Problem: Render every line of the rows below as a JSON list of strings, one string per line, with blank lines omitted.

Available records:
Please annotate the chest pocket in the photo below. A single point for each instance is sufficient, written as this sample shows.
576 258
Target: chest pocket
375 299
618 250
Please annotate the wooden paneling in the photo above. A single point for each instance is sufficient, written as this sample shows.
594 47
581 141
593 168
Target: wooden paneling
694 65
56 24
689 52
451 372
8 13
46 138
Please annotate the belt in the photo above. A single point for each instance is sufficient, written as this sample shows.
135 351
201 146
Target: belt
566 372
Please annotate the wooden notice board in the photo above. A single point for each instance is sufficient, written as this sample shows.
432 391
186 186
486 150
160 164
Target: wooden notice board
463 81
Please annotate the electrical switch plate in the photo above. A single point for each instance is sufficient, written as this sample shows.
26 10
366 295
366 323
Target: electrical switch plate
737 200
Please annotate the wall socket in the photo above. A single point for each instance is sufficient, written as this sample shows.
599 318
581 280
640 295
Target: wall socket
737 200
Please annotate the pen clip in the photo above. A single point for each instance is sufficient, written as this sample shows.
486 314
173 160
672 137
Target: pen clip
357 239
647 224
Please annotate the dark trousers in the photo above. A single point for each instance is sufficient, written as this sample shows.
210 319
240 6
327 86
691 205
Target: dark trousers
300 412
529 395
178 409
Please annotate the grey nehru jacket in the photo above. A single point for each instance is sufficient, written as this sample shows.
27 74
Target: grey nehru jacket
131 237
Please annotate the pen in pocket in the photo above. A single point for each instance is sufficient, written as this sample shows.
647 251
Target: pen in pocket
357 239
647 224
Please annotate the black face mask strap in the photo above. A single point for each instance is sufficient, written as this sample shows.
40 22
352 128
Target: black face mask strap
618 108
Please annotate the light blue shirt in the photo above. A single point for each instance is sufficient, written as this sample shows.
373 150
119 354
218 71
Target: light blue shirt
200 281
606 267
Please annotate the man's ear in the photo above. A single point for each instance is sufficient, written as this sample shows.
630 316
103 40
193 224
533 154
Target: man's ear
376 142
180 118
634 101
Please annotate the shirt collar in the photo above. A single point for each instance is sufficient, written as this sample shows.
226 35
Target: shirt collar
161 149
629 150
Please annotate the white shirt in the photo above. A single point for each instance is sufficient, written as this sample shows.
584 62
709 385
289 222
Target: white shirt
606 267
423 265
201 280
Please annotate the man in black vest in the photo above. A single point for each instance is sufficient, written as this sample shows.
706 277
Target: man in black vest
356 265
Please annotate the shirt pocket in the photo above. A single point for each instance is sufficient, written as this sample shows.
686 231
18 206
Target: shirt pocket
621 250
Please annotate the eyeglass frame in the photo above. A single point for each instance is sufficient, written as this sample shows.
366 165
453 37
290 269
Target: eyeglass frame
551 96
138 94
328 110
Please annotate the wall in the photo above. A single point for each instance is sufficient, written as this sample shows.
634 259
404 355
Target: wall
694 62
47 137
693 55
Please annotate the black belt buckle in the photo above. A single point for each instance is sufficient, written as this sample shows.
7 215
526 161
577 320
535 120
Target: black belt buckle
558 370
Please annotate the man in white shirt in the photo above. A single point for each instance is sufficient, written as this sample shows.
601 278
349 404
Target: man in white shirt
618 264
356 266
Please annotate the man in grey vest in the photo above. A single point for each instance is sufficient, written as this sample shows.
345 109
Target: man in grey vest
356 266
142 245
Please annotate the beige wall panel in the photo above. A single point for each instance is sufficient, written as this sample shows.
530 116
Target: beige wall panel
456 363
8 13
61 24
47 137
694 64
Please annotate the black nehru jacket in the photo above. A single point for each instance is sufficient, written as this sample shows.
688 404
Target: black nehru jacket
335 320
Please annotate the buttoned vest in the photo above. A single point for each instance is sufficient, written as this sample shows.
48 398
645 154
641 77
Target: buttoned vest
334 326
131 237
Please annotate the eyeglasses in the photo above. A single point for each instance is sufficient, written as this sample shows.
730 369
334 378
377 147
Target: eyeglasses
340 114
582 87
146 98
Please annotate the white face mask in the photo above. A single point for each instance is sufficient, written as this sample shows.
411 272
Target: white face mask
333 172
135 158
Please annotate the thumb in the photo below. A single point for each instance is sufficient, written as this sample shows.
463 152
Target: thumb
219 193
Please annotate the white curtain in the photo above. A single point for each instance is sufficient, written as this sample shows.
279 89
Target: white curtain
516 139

Correct response:
[
  "Please annotate the chest pocket in the photo below. A single point for each instance is sufficient, written as this sample shows.",
  "576 258",
  "Target: chest pocket",
  "375 299",
  "618 250",
  "Please annotate the wooden paneling in the photo above. A single point for each instance is sufficient, written as this sample shows.",
  "594 47",
  "581 141",
  "593 168",
  "Target: wooden paneling",
  "694 65",
  "56 24",
  "689 52",
  "451 372",
  "8 13",
  "46 138",
  "Please annotate the belt in the photo above. A single point for each instance is sufficient, written as this sample shows.",
  "135 351",
  "201 146",
  "Target: belt",
  "566 372",
  "Please annotate the wooden notice board in the photo above. A single point for each instance is sufficient, written as this sample shows.",
  "432 391",
  "186 186",
  "486 150",
  "160 164",
  "Target: wooden notice board",
  "463 81",
  "Please annotate the electrical switch plate in the photo above. A single point for each instance is sufficient, written as this sample shows.",
  "26 10",
  "366 295",
  "366 323",
  "Target: electrical switch plate",
  "737 200",
  "Please annotate the wall socket in the photo above. A single point for each instance is sufficient, written as this sample shows.",
  "599 318",
  "581 280",
  "640 295",
  "Target: wall socket",
  "737 200",
  "Please annotate the pen clip in the photo above. A single point for each instance is sufficient, written as this sample shows.",
  "486 314",
  "173 160",
  "672 137",
  "Target: pen clip",
  "357 239",
  "647 224",
  "Please annotate the dark trousers in the photo above. A single point for each instance is sufficient, written as this sample shows.",
  "210 319",
  "240 6",
  "327 86",
  "691 205",
  "Target: dark trousers",
  "300 412",
  "529 395",
  "178 409",
  "Please annotate the grey nehru jacket in the photo above. A single point for each instance is sufficient, written as this sample shows.",
  "27 74",
  "Target: grey nehru jacket",
  "131 237",
  "Please annotate the pen in pocket in the photo above. A single point for each instance is sufficient, written as this sample shows.",
  "647 251",
  "Target: pen in pocket",
  "357 239",
  "647 224",
  "Please annotate the black face mask strap in the photo above. A single point for each instance is sufficient, written as this sample shows.",
  "40 22",
  "352 128",
  "Target: black face mask strap",
  "618 108",
  "Please annotate the light blue shirt in the photo above. A single point for each instance is sufficient, written as this sample shows.",
  "373 150",
  "119 354",
  "218 71",
  "Target: light blue shirt",
  "200 281",
  "606 267",
  "Please annotate the man's ear in the photo above. A single point for each instance is sufficient, written as this sample shows.",
  "630 316",
  "103 40",
  "193 224",
  "533 154",
  "Target: man's ear",
  "376 142",
  "180 118",
  "634 101",
  "Please annotate the shirt collar in the photo above. A single point for each instance is sufficient, written as this sample shows.",
  "226 35",
  "Target: shirt collar",
  "161 149",
  "629 150",
  "Please annotate the white shirt in the photo above. A single point for each instance is sufficient, written as this sample shows.",
  "584 62",
  "709 385",
  "289 222",
  "Target: white shirt",
  "606 267",
  "423 265",
  "201 280",
  "Please annotate the man in black vest in the photo above. A single point for each instance is sufficient, written as this sample shows.",
  "706 277",
  "Target: man in black vest",
  "356 265",
  "Please annotate the shirt pocket in the photo above. A single point for each instance is sufficient, written as this sample shows.",
  "686 231",
  "18 206",
  "Target: shirt pocket",
  "621 250",
  "Please annotate the eyeglass frame in the photo above. A single point for each instance is sufficient, written as this sample shows.",
  "366 165",
  "453 37",
  "290 269",
  "Target: eyeglass frame",
  "551 96",
  "138 94",
  "328 110",
  "Please annotate the wall in the photo above. A single point for each instance is sufficient, written as this sample shows.",
  "634 259",
  "404 355",
  "Target: wall",
  "694 62",
  "47 137",
  "693 55",
  "Please annotate the black belt buckle in the photo above. A single point for each instance is sufficient, written as this sample shows.",
  "7 215",
  "526 161",
  "577 320",
  "535 120",
  "Target: black belt buckle",
  "558 370",
  "Please annotate the man in white shirt in the photo above. A single point for each instance is sufficient, written as this sample shows.",
  "601 278",
  "349 404",
  "Target: man in white shirt",
  "618 264",
  "356 266",
  "Please annotate the man in grey vest in the photo above. A single point for each instance is sufficient, written as this sample shows.",
  "345 109",
  "Target: man in grey vest",
  "356 266",
  "142 245",
  "Please annotate the beige wall panel in the photo above. A single point for each instance is sufficient, written as this sample shows.",
  "530 116",
  "Target: beige wall panel",
  "456 363",
  "8 13",
  "61 24",
  "47 137",
  "694 64",
  "Please annotate the black nehru jacket in the photo above. A single point for each instance is sufficient, written as this sample shows.",
  "688 404",
  "Target: black nehru jacket",
  "335 320",
  "Please annotate the buttoned vest in the photo above. A single point for each instance is sufficient, written as this sample shows.",
  "48 398",
  "645 154",
  "641 77",
  "Target: buttoned vest",
  "334 326",
  "131 237",
  "Please annotate the eyeglasses in the photo above. A single point for each instance is sufficient, written as this sample shows.",
  "730 369",
  "334 378",
  "377 147",
  "Target: eyeglasses",
  "340 114",
  "582 87",
  "146 98",
  "Please annotate the white face mask in the photo above. A single point for each instance is sufficient, written as this sample shows.",
  "411 272",
  "Target: white face mask",
  "333 172",
  "135 158",
  "Please annotate the thumb in the photo below. A single point for each instance is sufficient, written as this sample shows.",
  "463 152",
  "Target: thumb",
  "219 193",
  "Please annotate the white curtain in the photo above. A single point for each instance is sufficient, written as this sample shows.",
  "279 89",
  "Target: white curtain",
  "516 139"
]